Copy out word for word the lines from the one containing "Reviewer note: confirm each instance of the walkway" through the one containing "pixel 628 269", including both of those lines.

===== Given records =====

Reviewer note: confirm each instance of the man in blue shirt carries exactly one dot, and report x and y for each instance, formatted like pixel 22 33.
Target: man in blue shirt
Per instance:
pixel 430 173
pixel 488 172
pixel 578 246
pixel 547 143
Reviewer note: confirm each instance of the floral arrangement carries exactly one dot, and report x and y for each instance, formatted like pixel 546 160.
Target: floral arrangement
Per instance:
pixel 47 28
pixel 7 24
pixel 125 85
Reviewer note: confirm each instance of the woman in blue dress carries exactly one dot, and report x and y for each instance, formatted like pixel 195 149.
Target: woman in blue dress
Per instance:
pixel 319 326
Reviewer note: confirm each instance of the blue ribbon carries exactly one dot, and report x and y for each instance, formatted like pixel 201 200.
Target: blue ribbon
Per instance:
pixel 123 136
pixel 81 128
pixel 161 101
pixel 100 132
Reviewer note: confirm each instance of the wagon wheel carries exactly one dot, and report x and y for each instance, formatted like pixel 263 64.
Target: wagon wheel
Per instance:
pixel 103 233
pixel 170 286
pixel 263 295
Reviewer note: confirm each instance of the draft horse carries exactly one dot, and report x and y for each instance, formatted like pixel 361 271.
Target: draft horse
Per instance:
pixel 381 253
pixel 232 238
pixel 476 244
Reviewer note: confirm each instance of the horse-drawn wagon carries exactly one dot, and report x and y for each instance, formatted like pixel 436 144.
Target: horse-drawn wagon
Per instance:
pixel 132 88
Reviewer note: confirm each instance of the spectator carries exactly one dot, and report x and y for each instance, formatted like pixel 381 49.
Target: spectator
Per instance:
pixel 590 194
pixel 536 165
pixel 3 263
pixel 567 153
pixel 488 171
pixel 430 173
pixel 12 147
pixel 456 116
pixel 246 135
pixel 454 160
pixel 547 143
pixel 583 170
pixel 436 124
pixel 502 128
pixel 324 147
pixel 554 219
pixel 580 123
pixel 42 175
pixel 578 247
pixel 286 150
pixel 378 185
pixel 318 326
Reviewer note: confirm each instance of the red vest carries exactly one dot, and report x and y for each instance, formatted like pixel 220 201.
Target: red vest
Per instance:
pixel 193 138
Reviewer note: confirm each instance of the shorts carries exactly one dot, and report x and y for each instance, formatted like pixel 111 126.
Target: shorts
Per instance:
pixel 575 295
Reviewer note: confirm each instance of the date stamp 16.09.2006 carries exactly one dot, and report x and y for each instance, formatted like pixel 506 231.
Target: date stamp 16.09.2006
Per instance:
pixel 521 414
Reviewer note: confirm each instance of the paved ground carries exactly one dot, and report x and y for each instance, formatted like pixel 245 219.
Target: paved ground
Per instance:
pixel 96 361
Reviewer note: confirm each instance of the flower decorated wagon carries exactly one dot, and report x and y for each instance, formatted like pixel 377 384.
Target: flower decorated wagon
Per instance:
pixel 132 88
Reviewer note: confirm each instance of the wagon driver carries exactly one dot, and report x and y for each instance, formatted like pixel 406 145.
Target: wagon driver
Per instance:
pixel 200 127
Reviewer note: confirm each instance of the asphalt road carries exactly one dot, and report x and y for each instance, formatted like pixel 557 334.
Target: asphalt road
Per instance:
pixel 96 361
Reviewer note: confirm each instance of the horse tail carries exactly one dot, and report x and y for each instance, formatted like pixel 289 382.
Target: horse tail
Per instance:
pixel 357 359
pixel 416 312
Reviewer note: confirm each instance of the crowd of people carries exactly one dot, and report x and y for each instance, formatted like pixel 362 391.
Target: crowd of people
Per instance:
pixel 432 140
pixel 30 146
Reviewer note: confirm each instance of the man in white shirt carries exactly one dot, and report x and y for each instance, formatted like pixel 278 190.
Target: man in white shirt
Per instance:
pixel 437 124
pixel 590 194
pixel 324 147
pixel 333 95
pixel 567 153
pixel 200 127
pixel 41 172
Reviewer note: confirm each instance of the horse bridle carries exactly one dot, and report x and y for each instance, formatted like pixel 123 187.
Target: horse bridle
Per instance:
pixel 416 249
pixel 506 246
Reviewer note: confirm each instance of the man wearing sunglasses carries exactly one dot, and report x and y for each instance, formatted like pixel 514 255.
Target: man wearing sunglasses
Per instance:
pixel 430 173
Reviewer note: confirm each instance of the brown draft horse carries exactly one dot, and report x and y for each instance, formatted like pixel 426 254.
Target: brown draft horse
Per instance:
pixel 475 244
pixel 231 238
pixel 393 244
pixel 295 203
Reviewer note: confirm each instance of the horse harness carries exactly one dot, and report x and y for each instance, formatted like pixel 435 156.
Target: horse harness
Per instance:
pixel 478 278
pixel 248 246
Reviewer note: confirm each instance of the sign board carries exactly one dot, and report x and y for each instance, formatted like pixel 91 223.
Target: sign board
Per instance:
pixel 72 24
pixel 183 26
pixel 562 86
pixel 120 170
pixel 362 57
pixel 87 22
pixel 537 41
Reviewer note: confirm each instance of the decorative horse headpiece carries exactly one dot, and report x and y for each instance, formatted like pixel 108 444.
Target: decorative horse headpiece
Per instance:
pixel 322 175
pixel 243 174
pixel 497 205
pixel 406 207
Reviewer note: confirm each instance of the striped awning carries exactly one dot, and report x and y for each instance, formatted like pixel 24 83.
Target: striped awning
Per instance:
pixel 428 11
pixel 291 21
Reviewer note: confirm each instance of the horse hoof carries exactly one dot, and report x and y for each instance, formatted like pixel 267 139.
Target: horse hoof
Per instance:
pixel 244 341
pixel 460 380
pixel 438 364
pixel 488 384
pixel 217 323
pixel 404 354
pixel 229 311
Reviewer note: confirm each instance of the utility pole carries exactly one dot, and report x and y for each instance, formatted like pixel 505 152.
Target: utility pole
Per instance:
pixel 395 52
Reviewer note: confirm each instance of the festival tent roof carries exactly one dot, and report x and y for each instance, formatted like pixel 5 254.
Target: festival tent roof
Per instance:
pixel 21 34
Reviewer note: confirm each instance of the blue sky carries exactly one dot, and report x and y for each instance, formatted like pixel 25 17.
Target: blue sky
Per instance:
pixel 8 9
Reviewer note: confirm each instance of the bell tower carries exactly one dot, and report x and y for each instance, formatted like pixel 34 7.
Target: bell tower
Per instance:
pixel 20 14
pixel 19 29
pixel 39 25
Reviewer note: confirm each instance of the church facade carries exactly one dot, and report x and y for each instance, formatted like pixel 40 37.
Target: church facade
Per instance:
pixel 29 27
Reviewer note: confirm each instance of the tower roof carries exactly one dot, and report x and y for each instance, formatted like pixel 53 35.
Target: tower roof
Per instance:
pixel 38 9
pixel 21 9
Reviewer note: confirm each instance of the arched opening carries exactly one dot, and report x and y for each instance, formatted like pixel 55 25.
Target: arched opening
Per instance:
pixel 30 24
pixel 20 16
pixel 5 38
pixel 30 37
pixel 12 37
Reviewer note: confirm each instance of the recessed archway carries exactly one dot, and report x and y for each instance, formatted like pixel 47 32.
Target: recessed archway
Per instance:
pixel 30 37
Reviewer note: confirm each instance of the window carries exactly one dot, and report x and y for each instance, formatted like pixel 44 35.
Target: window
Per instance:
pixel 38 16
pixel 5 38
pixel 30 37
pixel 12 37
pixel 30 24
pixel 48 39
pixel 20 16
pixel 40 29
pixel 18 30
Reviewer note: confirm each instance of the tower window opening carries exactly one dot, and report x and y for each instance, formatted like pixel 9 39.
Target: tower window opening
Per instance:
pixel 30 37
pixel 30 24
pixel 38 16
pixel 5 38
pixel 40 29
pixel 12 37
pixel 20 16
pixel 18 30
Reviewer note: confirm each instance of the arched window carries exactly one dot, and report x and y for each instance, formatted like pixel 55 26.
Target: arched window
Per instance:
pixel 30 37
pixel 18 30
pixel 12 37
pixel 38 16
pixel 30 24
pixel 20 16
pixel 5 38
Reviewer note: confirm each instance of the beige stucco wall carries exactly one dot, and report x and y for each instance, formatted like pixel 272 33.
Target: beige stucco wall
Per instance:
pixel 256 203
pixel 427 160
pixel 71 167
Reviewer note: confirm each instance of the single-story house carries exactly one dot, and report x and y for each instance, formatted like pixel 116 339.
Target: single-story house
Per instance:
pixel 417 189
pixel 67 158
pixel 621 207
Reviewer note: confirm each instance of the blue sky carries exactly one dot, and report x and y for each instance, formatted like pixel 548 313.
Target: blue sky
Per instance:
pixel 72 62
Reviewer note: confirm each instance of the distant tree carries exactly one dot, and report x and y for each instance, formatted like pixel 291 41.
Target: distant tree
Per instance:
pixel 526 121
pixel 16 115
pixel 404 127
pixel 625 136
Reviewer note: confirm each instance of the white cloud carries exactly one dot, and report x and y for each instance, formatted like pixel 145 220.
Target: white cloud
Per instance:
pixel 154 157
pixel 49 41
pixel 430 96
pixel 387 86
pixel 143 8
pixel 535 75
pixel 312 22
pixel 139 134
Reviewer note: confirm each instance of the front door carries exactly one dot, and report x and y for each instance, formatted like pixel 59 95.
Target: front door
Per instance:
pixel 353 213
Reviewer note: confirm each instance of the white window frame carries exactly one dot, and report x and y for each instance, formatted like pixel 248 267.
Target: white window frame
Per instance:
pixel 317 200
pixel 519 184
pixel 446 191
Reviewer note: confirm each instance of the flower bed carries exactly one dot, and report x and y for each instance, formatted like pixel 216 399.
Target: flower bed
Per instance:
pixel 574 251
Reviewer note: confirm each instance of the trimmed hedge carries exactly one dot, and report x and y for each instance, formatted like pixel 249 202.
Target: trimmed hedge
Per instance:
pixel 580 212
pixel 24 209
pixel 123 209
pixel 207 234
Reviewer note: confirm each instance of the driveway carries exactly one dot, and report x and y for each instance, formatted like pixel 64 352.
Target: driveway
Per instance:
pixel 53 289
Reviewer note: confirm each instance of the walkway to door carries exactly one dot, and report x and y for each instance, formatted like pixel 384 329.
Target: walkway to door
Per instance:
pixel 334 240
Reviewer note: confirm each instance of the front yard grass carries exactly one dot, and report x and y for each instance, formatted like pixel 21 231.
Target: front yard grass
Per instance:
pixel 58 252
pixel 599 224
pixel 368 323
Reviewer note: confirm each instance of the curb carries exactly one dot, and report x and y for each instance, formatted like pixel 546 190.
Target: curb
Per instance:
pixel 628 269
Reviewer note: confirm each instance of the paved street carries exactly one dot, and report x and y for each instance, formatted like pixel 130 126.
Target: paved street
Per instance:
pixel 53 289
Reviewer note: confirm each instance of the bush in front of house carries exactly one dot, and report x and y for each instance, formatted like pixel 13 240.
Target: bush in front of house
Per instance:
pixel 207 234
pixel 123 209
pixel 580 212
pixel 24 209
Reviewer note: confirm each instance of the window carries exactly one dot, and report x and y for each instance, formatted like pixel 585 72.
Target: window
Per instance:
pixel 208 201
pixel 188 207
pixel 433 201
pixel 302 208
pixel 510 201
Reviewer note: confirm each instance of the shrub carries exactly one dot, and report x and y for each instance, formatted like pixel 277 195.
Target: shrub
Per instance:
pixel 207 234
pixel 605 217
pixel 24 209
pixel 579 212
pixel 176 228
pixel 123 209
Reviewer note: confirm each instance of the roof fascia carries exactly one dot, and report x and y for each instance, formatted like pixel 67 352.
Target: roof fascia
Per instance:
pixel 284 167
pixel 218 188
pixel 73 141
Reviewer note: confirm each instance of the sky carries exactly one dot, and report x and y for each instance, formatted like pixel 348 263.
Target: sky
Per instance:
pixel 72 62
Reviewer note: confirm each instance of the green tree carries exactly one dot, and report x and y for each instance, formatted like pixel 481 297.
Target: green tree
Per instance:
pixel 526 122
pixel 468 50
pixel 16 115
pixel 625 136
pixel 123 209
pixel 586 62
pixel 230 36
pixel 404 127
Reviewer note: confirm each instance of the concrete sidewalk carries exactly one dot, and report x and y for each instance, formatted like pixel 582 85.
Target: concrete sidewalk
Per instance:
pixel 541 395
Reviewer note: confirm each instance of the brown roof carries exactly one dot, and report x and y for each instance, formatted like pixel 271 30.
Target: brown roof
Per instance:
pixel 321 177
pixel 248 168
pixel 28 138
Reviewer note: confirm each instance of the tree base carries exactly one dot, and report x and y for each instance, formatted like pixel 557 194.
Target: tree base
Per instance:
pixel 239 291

=====

Correct answer:
Reviewer note: confirm each instance of the walkway to door carries exactly one dot, and report x and y for each instance, formatted like pixel 384 329.
Target: walkway to door
Per instance:
pixel 334 240
Reviewer note: confirm each instance of the front yard grass carries exactly one dot, and report x and y for each instance, formatted like pixel 21 231.
Target: front yard grass
Per instance:
pixel 58 252
pixel 599 224
pixel 368 323
Reviewer note: confirm each instance of the curb carries exactly one dot, and report x and y for each instance, formatted like pixel 546 190.
Target: curb
Per instance:
pixel 628 269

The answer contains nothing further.